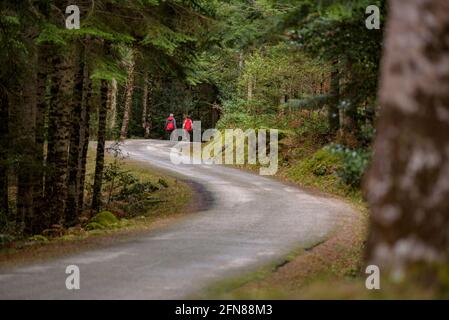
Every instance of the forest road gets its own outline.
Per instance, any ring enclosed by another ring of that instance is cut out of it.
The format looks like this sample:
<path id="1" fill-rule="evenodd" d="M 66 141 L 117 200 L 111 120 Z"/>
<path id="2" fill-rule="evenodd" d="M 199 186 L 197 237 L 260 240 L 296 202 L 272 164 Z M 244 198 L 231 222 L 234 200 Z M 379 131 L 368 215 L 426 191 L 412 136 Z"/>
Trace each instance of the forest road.
<path id="1" fill-rule="evenodd" d="M 201 186 L 199 212 L 106 248 L 0 271 L 0 299 L 180 299 L 325 241 L 354 210 L 271 178 L 219 165 L 175 165 L 173 143 L 128 140 L 131 159 Z M 66 288 L 66 267 L 80 289 Z"/>

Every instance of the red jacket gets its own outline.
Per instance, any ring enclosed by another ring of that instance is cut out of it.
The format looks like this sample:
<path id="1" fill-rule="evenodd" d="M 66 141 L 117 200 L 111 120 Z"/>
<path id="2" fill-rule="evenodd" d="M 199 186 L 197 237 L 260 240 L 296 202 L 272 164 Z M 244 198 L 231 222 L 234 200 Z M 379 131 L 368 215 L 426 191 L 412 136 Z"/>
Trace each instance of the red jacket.
<path id="1" fill-rule="evenodd" d="M 165 130 L 166 131 L 176 130 L 176 119 L 175 118 L 168 117 L 167 120 L 165 120 Z"/>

◇ ◇ ◇ ◇ ◇ ◇ ◇

Retype the listing exactly. Skip every picture.

--- Task solution ---
Every instance of the forest road gets its own outline.
Per instance, any ring enclosed by another ring of that instance is cut out of it.
The format looks like this sample:
<path id="1" fill-rule="evenodd" d="M 66 141 L 117 200 L 111 120 Z"/>
<path id="2" fill-rule="evenodd" d="M 199 186 L 197 237 L 260 240 L 296 202 L 272 164 Z M 244 198 L 231 222 L 234 200 Z M 379 131 L 368 215 L 426 191 L 412 136 Z"/>
Trace each instance of the forest road.
<path id="1" fill-rule="evenodd" d="M 201 186 L 199 212 L 106 248 L 0 271 L 0 299 L 180 299 L 325 241 L 354 210 L 271 178 L 219 165 L 175 165 L 173 143 L 128 140 L 131 159 Z M 66 288 L 66 267 L 80 289 Z"/>

Every instance of the red jacket gets its own outline.
Per instance, any ring enclosed by another ring of that instance is cut out of it.
The format looks like this sample:
<path id="1" fill-rule="evenodd" d="M 66 141 L 117 200 L 111 120 Z"/>
<path id="2" fill-rule="evenodd" d="M 199 186 L 197 237 L 260 240 L 296 202 L 272 164 Z M 244 198 L 231 222 L 234 200 Z M 379 131 L 368 215 L 426 191 L 412 136 Z"/>
Trace each instance of the red jacket.
<path id="1" fill-rule="evenodd" d="M 165 130 L 166 131 L 176 130 L 176 119 L 175 118 L 168 117 L 167 120 L 165 120 Z"/>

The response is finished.